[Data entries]
■ ■ ■
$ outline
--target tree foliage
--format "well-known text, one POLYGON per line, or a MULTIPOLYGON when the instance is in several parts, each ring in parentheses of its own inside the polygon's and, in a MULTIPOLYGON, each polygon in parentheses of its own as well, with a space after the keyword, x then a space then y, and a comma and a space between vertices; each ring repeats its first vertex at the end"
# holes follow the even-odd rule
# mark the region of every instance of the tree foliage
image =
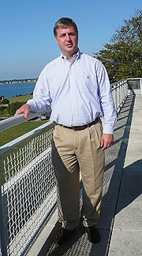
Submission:
POLYGON ((111 82, 142 77, 142 10, 115 31, 104 49, 95 54, 106 67, 111 82))

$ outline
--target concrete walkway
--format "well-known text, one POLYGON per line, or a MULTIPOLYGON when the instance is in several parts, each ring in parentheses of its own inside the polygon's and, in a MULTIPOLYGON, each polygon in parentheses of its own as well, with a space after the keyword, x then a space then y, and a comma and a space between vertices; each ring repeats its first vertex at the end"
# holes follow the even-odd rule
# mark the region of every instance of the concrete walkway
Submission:
POLYGON ((142 255, 142 96, 136 95, 109 256, 142 255))
POLYGON ((98 228, 101 242, 88 241, 82 224, 62 246, 53 243, 60 224, 57 211, 28 256, 142 255, 142 95, 128 97, 106 151, 103 201, 98 228))

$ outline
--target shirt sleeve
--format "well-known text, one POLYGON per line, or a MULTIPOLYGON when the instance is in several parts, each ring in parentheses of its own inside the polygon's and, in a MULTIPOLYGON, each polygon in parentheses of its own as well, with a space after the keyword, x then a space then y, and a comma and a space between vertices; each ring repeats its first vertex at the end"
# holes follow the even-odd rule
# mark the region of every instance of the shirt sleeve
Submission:
POLYGON ((50 108, 51 99, 46 68, 41 72, 33 91, 33 98, 28 100, 27 104, 31 112, 44 112, 50 108))
POLYGON ((103 116, 103 133, 113 134, 117 114, 110 84, 105 67, 100 62, 98 62, 97 66, 99 95, 103 116))

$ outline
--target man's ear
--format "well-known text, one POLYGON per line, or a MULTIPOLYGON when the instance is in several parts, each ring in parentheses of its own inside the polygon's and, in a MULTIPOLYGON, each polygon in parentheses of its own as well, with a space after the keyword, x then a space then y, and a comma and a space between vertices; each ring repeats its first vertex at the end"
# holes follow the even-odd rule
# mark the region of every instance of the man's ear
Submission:
POLYGON ((58 40, 57 40, 57 37, 56 36, 54 36, 54 40, 55 40, 57 44, 58 44, 58 40))

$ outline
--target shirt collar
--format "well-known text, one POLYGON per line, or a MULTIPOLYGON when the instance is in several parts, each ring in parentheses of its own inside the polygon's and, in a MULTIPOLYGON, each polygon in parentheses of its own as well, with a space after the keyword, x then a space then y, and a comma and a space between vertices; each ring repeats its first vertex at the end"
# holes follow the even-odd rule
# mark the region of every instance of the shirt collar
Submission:
MULTIPOLYGON (((81 55, 81 53, 80 53, 80 50, 78 49, 78 52, 73 55, 73 59, 79 59, 80 58, 80 55, 81 55)), ((67 58, 65 56, 64 56, 62 52, 61 52, 61 58, 64 61, 68 60, 67 58)))

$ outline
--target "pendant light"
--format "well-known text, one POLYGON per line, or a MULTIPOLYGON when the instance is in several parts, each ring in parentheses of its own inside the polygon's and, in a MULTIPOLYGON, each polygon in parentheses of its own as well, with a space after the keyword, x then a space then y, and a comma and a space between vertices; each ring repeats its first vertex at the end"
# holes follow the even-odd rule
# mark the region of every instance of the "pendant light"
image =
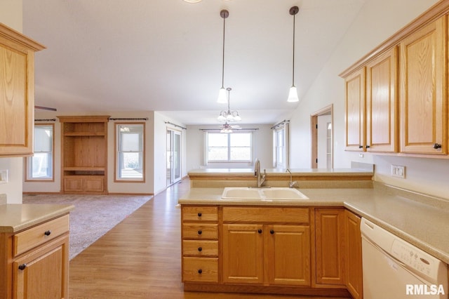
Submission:
POLYGON ((232 89, 228 87, 227 88, 226 88, 226 90, 228 93, 227 111, 222 111, 221 112, 220 112, 220 115, 218 115, 217 119, 218 120, 218 121, 226 121, 226 124, 227 124, 229 121, 241 121, 241 117, 240 117, 239 112, 236 110, 231 111, 231 109, 229 108, 229 99, 231 98, 230 93, 232 89))
POLYGON ((222 88, 218 92, 217 102, 225 104, 227 102, 227 98, 226 98, 226 88, 224 88, 224 25, 226 18, 229 16, 229 12, 223 9, 220 12, 220 15, 223 18, 223 56, 222 60, 222 88))
POLYGON ((292 67, 292 87, 290 88, 287 102, 300 101, 297 97, 297 90, 295 86, 295 15, 298 11, 300 11, 300 8, 297 6, 293 6, 290 8, 290 14, 293 16, 293 63, 292 67))

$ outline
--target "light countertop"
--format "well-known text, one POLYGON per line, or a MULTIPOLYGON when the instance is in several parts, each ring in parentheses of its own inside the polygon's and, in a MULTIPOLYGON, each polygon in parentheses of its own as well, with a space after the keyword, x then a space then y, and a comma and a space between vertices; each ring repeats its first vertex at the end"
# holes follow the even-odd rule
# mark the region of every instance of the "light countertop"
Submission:
POLYGON ((20 204, 0 205, 0 233, 15 233, 31 226, 66 214, 74 208, 71 205, 20 204))
POLYGON ((179 204, 344 206, 449 264, 449 201, 418 201, 388 188, 300 189, 309 199, 261 201, 222 199, 223 188, 192 188, 179 204))

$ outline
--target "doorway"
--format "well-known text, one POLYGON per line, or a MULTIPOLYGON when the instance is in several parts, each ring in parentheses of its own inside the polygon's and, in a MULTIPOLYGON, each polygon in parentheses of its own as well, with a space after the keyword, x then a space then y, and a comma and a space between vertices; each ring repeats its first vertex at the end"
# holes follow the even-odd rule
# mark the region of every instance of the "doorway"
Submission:
POLYGON ((310 116, 311 168, 333 168, 333 105, 310 116))
POLYGON ((167 186, 181 180, 181 132, 167 129, 167 186))

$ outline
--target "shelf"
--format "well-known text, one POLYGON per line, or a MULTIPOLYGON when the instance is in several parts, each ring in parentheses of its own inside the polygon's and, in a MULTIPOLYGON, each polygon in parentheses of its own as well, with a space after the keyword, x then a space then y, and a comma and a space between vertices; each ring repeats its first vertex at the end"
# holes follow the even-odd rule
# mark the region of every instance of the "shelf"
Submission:
POLYGON ((65 136, 105 136, 105 132, 65 132, 65 136))
POLYGON ((83 166, 74 166, 74 167, 64 167, 62 169, 64 171, 105 171, 105 167, 83 167, 83 166))

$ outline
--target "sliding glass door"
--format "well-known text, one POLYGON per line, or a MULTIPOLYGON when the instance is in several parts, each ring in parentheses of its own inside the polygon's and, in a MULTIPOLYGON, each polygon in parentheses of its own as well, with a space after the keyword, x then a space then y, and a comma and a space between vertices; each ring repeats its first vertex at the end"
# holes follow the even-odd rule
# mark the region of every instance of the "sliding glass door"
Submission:
POLYGON ((167 186, 181 180, 181 132, 167 129, 167 186))

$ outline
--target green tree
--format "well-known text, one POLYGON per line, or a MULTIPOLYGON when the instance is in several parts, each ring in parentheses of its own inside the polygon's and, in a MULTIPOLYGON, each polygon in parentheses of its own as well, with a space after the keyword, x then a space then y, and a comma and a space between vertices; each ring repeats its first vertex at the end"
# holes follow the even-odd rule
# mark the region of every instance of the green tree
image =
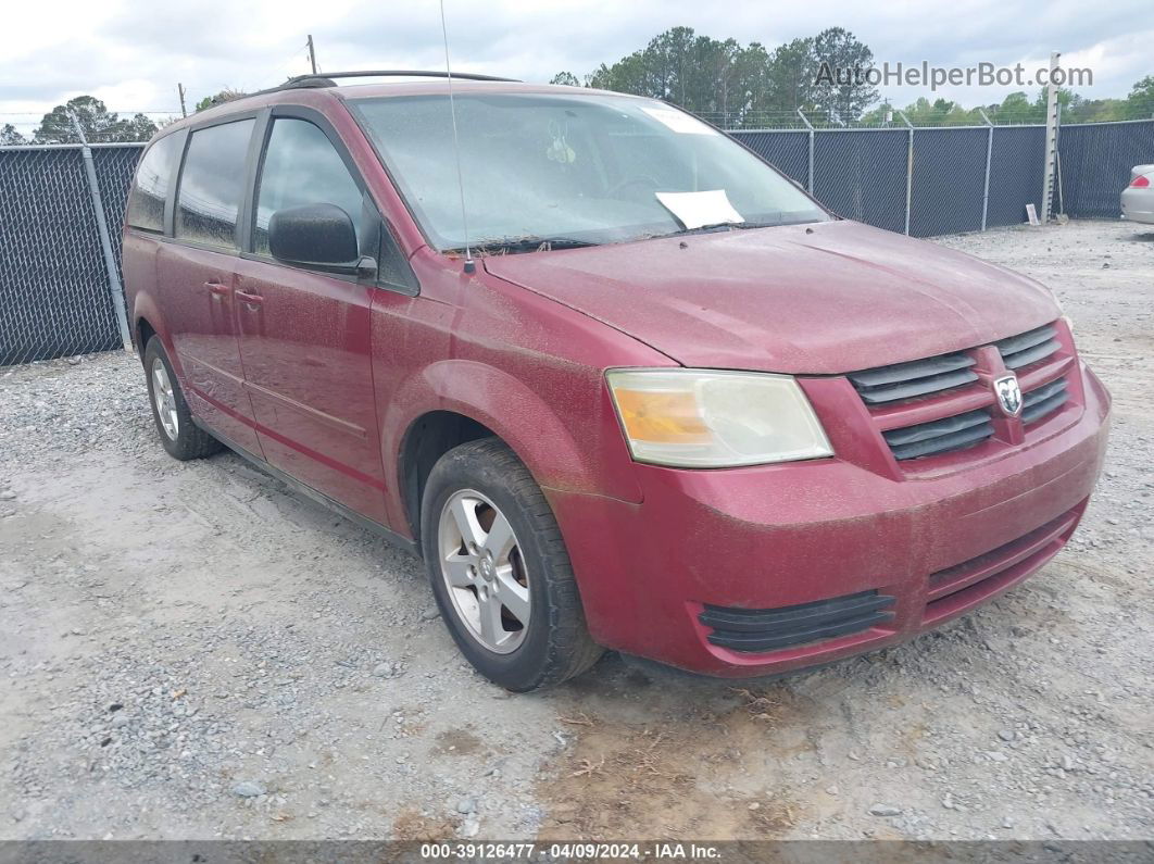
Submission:
POLYGON ((148 141, 156 134, 156 123, 144 114, 122 120, 108 111, 103 102, 92 96, 77 96, 63 105, 57 105, 44 115, 39 127, 32 133, 37 144, 76 144, 80 138, 73 127, 75 115, 84 137, 91 143, 110 141, 148 141))
POLYGON ((814 100, 832 120, 855 122, 862 112, 877 102, 877 88, 865 81, 874 68, 874 52, 848 30, 831 27, 814 37, 814 59, 818 72, 833 70, 830 81, 823 76, 814 84, 814 100))
POLYGON ((16 132, 16 127, 12 123, 5 123, 3 128, 0 129, 0 146, 15 146, 17 144, 27 144, 28 141, 16 132))
POLYGON ((233 88, 225 88, 220 92, 213 96, 205 96, 198 103, 196 103, 197 111, 208 111, 209 108, 216 107, 217 105, 224 105, 226 102, 232 102, 233 99, 240 99, 248 96, 242 90, 234 90, 233 88))
POLYGON ((794 39, 779 45, 766 67, 764 110, 781 117, 796 114, 797 108, 812 112, 817 70, 814 39, 794 39))
POLYGON ((1127 120, 1154 118, 1154 75, 1134 82, 1124 111, 1127 120))

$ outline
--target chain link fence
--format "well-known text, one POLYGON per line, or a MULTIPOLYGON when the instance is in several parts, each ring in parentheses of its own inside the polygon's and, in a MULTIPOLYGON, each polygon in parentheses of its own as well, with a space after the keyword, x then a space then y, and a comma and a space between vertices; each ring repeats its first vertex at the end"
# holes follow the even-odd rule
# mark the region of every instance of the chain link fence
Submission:
MULTIPOLYGON (((840 216, 913 236, 1019 225, 1042 212, 1046 127, 759 129, 730 133, 840 216)), ((141 144, 95 144, 120 266, 141 144)), ((1132 165, 1154 163, 1154 120, 1062 126, 1055 212, 1117 218, 1132 165)), ((121 345, 78 145, 0 148, 0 366, 121 345)))
MULTIPOLYGON (((92 146, 118 268, 142 149, 92 146)), ((82 149, 0 149, 0 366, 120 347, 113 309, 82 149)))

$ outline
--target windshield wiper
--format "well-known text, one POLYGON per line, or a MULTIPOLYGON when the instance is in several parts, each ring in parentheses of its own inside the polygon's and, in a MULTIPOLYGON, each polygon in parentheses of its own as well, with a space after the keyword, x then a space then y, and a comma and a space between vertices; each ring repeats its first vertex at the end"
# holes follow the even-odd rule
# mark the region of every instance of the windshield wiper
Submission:
POLYGON ((775 228, 782 223, 779 221, 714 221, 709 225, 698 225, 696 228, 681 228, 670 231, 667 234, 653 234, 659 236, 683 236, 685 234, 711 234, 722 228, 775 228))
MULTIPOLYGON (((579 249, 585 246, 599 246, 592 240, 578 240, 572 236, 509 236, 490 240, 479 240, 472 245, 474 251, 487 255, 505 255, 519 251, 553 251, 555 249, 579 249)), ((449 253, 463 253, 459 249, 445 249, 449 253)))

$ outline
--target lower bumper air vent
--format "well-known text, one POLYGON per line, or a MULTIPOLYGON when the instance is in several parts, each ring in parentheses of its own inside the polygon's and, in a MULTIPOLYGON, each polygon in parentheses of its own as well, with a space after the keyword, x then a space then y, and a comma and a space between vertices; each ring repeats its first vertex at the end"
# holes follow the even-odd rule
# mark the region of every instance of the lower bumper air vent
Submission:
POLYGON ((713 645, 754 653, 859 633, 890 621, 893 602, 892 596, 863 591, 777 609, 706 606, 698 621, 712 629, 713 645))

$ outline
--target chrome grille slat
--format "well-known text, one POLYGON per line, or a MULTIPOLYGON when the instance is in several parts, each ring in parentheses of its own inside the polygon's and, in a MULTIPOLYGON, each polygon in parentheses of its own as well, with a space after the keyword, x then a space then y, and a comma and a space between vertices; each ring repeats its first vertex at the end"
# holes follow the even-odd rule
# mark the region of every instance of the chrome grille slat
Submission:
POLYGON ((902 444, 915 444, 919 441, 939 438, 943 435, 951 435, 989 422, 990 415, 983 408, 967 411, 965 414, 954 414, 953 416, 935 420, 930 423, 917 423, 917 426, 891 429, 890 431, 882 433, 882 437, 885 438, 885 443, 890 446, 900 446, 902 444))
POLYGON ((969 368, 973 365, 974 359, 968 354, 942 354, 863 369, 849 373, 847 377, 862 401, 867 405, 883 405, 971 384, 977 381, 977 374, 969 368))
POLYGON ((931 375, 966 369, 974 365, 974 359, 965 354, 943 354, 926 360, 914 360, 908 363, 879 366, 877 369, 865 369, 849 374, 849 380, 861 386, 878 386, 879 384, 899 384, 914 378, 927 378, 931 375))
MULTIPOLYGON (((989 343, 996 348, 1007 370, 1034 367, 1041 361, 1062 351, 1058 339, 1058 328, 1055 324, 1034 328, 1025 333, 1018 333, 1005 339, 989 343)), ((976 351, 976 348, 975 348, 976 351)), ((919 459, 924 456, 936 456, 957 450, 976 446, 994 437, 994 407, 977 407, 986 400, 973 390, 965 389, 949 395, 979 381, 979 375, 972 367, 976 358, 972 351, 956 351, 950 354, 911 360, 875 369, 861 369, 848 373, 846 377, 857 391, 865 407, 877 418, 882 426, 882 437, 894 459, 899 461, 919 459), (949 413, 950 407, 956 405, 949 413), (946 416, 935 416, 946 414, 946 416), (926 416, 935 418, 924 421, 926 416), (908 416, 909 426, 894 425, 898 418, 908 416)), ((1065 366, 1055 368, 1061 374, 1065 366)), ((1027 373, 1027 377, 1049 377, 1041 368, 1027 373)), ((1022 393, 1021 420, 1034 423, 1058 411, 1070 400, 1066 380, 1058 378, 1035 386, 1022 393)), ((990 395, 989 401, 994 397, 990 395)), ((898 421, 900 422, 900 420, 898 421)))
POLYGON ((1007 339, 999 339, 994 343, 994 347, 1002 354, 1002 361, 1007 369, 1020 369, 1057 352, 1062 347, 1055 338, 1057 335, 1057 329, 1052 324, 1047 324, 1007 339))
POLYGON ((1027 426, 1049 416, 1070 400, 1066 380, 1058 378, 1022 396, 1021 421, 1027 426))
POLYGON ((994 425, 989 421, 989 415, 987 414, 986 421, 977 426, 971 426, 961 431, 939 435, 937 437, 917 441, 912 444, 891 444, 890 451, 893 453, 893 458, 899 461, 902 459, 917 459, 922 456, 949 453, 954 450, 965 450, 966 448, 976 446, 991 435, 994 435, 994 425))

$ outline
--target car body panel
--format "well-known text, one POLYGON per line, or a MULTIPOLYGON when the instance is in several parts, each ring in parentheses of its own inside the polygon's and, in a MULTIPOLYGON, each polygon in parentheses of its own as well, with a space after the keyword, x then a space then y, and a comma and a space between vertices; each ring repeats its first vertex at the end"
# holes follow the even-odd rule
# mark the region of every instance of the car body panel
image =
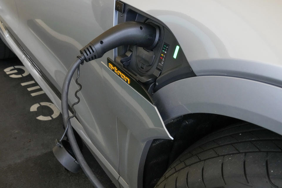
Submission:
POLYGON ((197 75, 282 85, 282 1, 124 1, 169 28, 197 75))
POLYGON ((282 88, 270 84, 206 76, 169 84, 156 92, 153 99, 165 122, 187 114, 215 114, 243 120, 282 134, 281 96, 282 88))

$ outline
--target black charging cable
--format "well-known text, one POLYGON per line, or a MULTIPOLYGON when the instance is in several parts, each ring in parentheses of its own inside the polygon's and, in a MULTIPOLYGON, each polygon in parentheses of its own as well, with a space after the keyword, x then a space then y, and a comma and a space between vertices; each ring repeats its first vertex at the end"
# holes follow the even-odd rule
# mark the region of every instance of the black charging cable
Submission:
POLYGON ((61 143, 66 133, 76 160, 95 187, 101 188, 104 187, 93 173, 81 153, 70 120, 75 116, 76 112, 73 107, 80 101, 77 95, 81 88, 81 85, 77 82, 79 76, 79 66, 85 61, 88 62, 100 58, 106 52, 123 45, 135 45, 148 49, 152 49, 158 42, 159 31, 157 26, 142 22, 128 21, 117 25, 105 31, 80 50, 80 56, 77 56, 66 75, 63 86, 61 99, 62 113, 66 129, 59 141, 59 143, 61 143), (74 110, 74 113, 70 116, 68 112, 68 95, 72 78, 77 69, 78 75, 75 81, 80 86, 80 88, 75 92, 75 97, 78 100, 72 105, 71 108, 74 110))

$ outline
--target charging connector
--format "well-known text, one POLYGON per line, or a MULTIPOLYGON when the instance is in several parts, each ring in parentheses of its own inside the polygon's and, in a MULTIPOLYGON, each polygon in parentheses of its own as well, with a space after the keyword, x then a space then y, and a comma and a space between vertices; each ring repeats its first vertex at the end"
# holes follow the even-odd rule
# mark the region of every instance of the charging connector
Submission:
MULTIPOLYGON (((61 99, 62 113, 66 130, 57 144, 61 148, 57 147, 56 150, 53 150, 53 151, 57 151, 56 152, 59 152, 60 151, 58 151, 60 148, 63 149, 62 148, 63 147, 63 145, 59 144, 61 143, 66 132, 76 160, 95 187, 101 188, 103 187, 85 161, 76 142, 70 120, 71 118, 75 115, 74 114, 70 117, 68 111, 68 95, 72 78, 75 70, 84 61, 88 62, 101 57, 106 52, 123 45, 135 45, 145 47, 148 49, 153 49, 157 46, 160 36, 158 28, 148 24, 128 21, 119 24, 105 31, 80 50, 80 56, 77 56, 66 75, 63 86, 61 99)), ((78 74, 79 75, 79 72, 78 74)), ((78 76, 76 79, 77 83, 78 76)), ((80 90, 80 88, 76 92, 76 93, 80 90)), ((74 103, 72 108, 79 102, 79 98, 78 99, 78 102, 74 103)), ((55 155, 56 156, 56 155, 55 155)))

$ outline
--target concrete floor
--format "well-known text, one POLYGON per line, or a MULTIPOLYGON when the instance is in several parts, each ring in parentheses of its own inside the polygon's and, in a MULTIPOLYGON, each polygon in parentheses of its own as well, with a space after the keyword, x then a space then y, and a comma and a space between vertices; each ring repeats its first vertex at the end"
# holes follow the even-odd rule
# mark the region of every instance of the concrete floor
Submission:
MULTIPOLYGON (((57 160, 52 150, 63 131, 61 115, 40 103, 52 105, 21 67, 4 70, 15 66, 23 65, 16 58, 0 61, 0 187, 93 187, 82 170, 73 174, 57 160), (35 105, 36 111, 31 111, 35 105)), ((98 179, 105 187, 115 187, 86 147, 98 179)))

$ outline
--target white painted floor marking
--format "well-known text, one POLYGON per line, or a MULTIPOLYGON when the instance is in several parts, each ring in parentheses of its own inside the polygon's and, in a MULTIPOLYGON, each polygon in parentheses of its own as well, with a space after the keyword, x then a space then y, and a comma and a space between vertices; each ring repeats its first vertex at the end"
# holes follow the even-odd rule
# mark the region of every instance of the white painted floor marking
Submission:
POLYGON ((24 85, 28 85, 28 84, 31 84, 32 83, 35 83, 35 82, 34 81, 30 81, 29 82, 24 82, 24 83, 22 83, 21 84, 21 85, 24 86, 24 85))
POLYGON ((31 90, 34 90, 35 89, 39 89, 40 88, 40 86, 38 85, 37 85, 36 86, 35 86, 34 87, 32 87, 31 88, 27 88, 27 90, 28 91, 31 91, 31 90))
POLYGON ((43 94, 43 93, 45 93, 45 92, 44 92, 44 91, 38 91, 38 92, 36 92, 35 93, 31 93, 30 94, 33 97, 34 96, 36 96, 37 95, 38 95, 43 94))
POLYGON ((11 70, 14 68, 21 68, 24 70, 24 74, 23 74, 21 75, 20 74, 16 75, 13 74, 9 75, 9 76, 11 78, 21 78, 23 76, 27 76, 29 74, 29 72, 27 70, 26 68, 25 67, 23 66, 20 66, 19 65, 15 66, 12 66, 11 67, 8 67, 8 68, 6 68, 4 69, 4 71, 6 72, 6 73, 7 74, 10 74, 13 73, 16 73, 18 72, 17 70, 14 70, 11 71, 11 70))
MULTIPOLYGON (((52 116, 52 118, 50 116, 45 116, 41 115, 36 117, 36 118, 37 119, 42 121, 51 120, 52 119, 52 118, 54 119, 60 115, 60 111, 53 104, 47 102, 42 102, 42 103, 40 103, 40 104, 42 106, 48 106, 53 110, 53 114, 51 116, 52 116)), ((38 103, 36 103, 32 105, 31 107, 30 107, 30 111, 34 112, 37 111, 37 108, 39 106, 40 106, 40 105, 38 103)))

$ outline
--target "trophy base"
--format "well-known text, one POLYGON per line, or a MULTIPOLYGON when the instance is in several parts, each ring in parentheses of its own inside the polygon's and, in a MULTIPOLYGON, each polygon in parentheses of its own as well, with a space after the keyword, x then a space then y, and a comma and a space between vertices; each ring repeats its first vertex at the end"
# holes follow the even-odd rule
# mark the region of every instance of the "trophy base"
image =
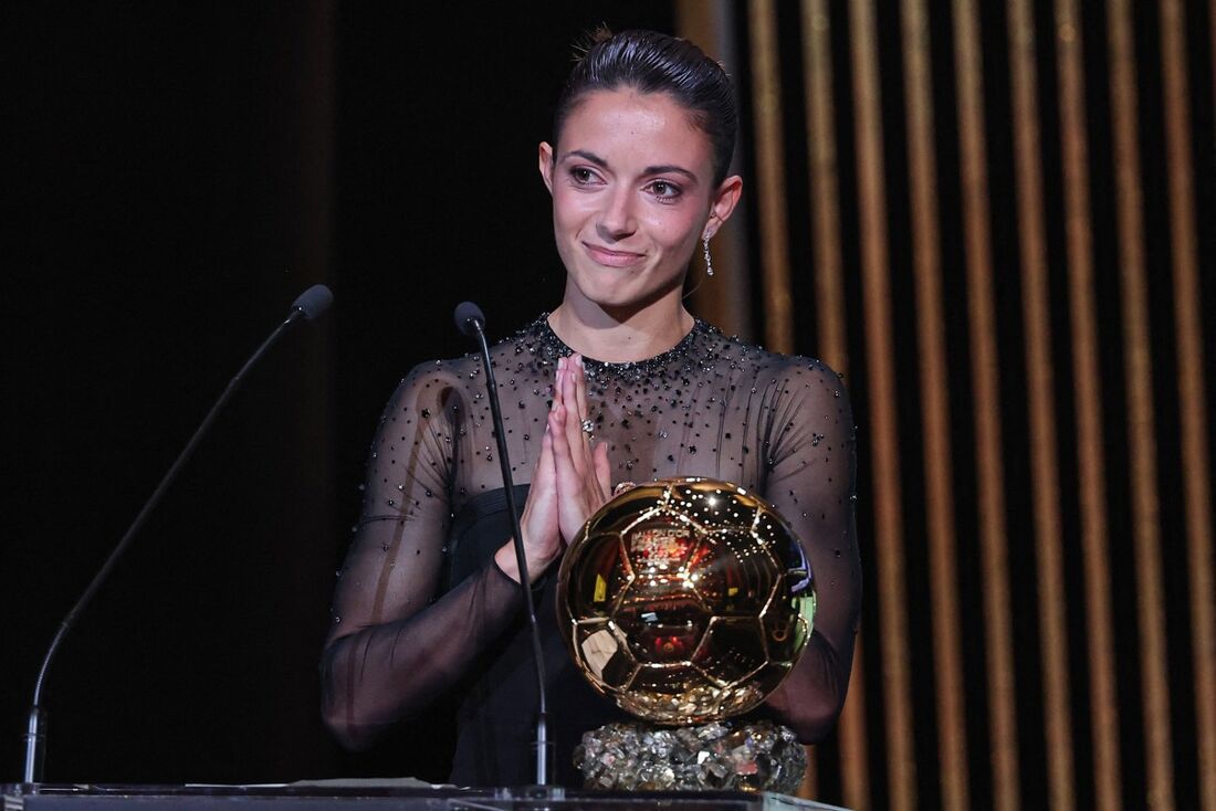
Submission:
POLYGON ((658 727, 638 721, 585 732, 574 765, 589 789, 724 790, 793 794, 806 750, 771 721, 658 727))

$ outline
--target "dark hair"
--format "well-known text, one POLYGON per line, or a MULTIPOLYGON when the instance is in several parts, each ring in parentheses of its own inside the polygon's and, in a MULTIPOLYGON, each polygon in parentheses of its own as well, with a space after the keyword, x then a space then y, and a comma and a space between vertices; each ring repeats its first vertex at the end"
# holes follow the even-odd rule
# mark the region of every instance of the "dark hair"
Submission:
POLYGON ((714 185, 722 182, 734 152, 738 111, 722 66, 686 39, 653 30, 613 34, 601 28, 565 80, 553 113, 554 145, 562 125, 584 96, 634 88, 666 92, 683 106, 714 147, 714 185))

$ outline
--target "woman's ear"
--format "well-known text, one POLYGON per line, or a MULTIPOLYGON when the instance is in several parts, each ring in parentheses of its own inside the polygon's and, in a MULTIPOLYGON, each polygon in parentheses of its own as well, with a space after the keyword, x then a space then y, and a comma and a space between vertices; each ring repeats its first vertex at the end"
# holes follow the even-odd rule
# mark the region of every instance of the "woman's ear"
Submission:
POLYGON ((717 187, 709 204, 709 219, 705 221, 705 230, 702 237, 711 240, 717 230, 731 218, 734 207, 743 193, 743 178, 731 175, 717 187))
POLYGON ((540 142, 540 154, 537 156, 540 176, 545 180, 545 188, 553 193, 553 147, 548 141, 540 142))

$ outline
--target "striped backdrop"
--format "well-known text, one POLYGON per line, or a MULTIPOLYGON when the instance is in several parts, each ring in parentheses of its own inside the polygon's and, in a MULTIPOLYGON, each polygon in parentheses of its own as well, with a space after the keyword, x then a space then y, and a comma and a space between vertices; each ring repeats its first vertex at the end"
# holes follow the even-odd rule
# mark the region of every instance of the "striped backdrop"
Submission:
POLYGON ((846 374, 866 602, 803 793, 1216 811, 1216 0, 677 2, 747 204, 697 309, 846 374))

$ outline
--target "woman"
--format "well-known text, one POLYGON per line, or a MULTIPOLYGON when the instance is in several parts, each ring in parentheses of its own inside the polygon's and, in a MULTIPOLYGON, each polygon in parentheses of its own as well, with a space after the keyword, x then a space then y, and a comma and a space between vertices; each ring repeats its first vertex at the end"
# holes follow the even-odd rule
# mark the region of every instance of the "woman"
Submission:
■ ■ ■
■ **Requirements**: Return every line of the items above that contains the word "backdrop".

■ **Response to this task**:
--target "striped backdrop"
# mark the region of every instance of the "striped backdrop"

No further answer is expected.